**TASK REQUIREMENTS**
Quote all of the data exactly as given. Skip every picture it contains.

"""

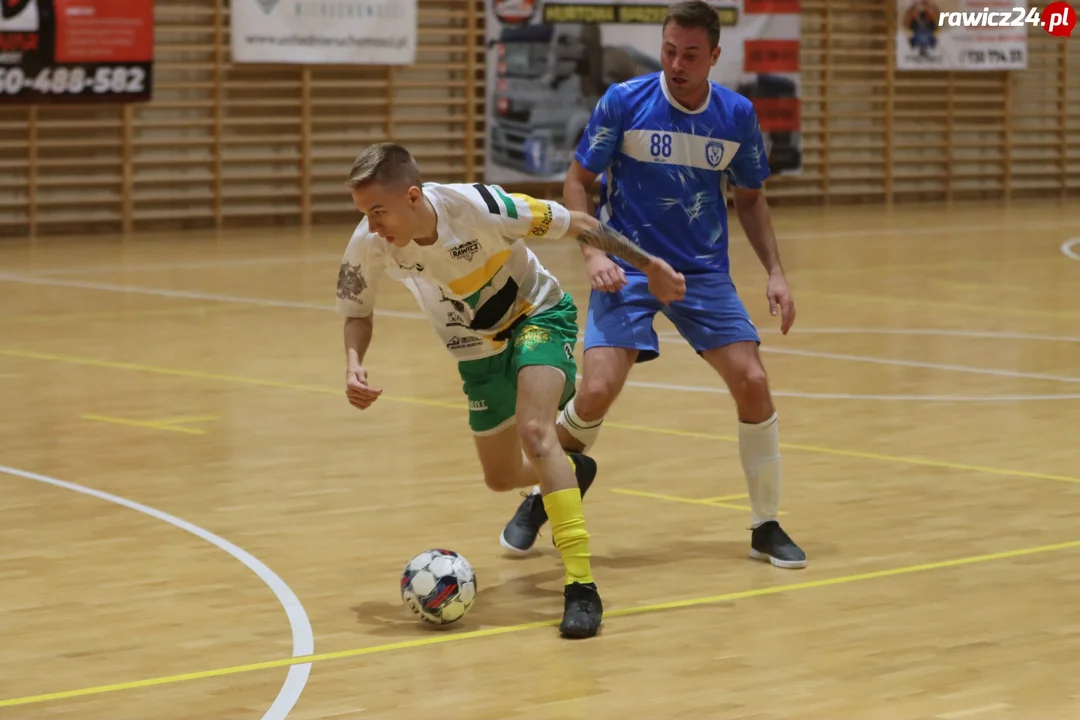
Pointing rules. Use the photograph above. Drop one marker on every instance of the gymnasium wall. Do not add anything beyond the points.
(226, 145)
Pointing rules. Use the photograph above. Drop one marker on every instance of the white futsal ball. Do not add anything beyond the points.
(439, 586)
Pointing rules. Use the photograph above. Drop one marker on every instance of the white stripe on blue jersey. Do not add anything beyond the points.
(662, 166)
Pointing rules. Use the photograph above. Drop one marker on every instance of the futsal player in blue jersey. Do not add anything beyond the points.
(663, 143)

"""

**EXERCISE RESPONSE**
Pointing rules. Use the photograph above. Drop one marker on every instance of the gymnasium wall. Do not add anything beyond the points.
(226, 145)
Pointing rules. Use the photograph above. Drop one marker on every instance of the white futsal ball. Do not add anything beyond the points.
(439, 586)
Pointing rules. Use the photograph above. Drop one marker on every instance of the white stripe on blue jersey. Do not add anything beyond the points.
(662, 166)
Pointing rules. Use the photograph above. Drop one marker on every instance of the futsal player in blue jersey. Do not add anything beyond the points.
(663, 143)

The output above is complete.